EXERCISE TEXT ▸
= = = =
Edouard Dubied & Cie S.A. (French: Edouard Dubied & Co) was a Swiss enterprise producing machines for the textile industry. It was formed in 1867 and closed in 1987. It was based in Neuchâtel and then in Couvet.

==History==
Henri-Edouard Dubied was born in Couvet as the son of an absinthe distiller. He founded the business after attending the Exposition Universelle (1867), where he bought the rights to make hand-cranked knitting machines from Isaac W. Lamb. These knitting machines were originally designed for making socks and hosiery, and used a recently invented kind of mechanical needle.

His son, Paul-Edouard Dubied, who had trained as an engineer at the École polytechnique fédérale de Zurich (French: Zurich federal polytechnic college), succeeded him in 1878. He added motors to the knitting machines and created a department of general mechanics specialising in lathes. He focused on this new field, and in time expanded to Pontarlier in France, and handed over the knitting machine business to his son Pierre-Edouard.
= = = =
DATA SECTION ▸
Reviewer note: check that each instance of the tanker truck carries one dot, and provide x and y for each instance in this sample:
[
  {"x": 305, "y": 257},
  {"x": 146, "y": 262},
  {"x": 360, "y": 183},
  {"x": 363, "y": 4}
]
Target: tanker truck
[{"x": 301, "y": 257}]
= = = =
ACTIVITY ▸ Render into French this sentence from the text on Edouard Dubied & Cie: "These knitting machines were originally designed for making socks and hosiery, and used a recently invented kind of mechanical needle."

EXPECTED OUTPUT ▸ Ces machines à tricoter étaient à l'origine conçues pour fabriquer des chaussettes et de la bonneterie, et utilisaient un type d'aiguille mécanique récemment inventé.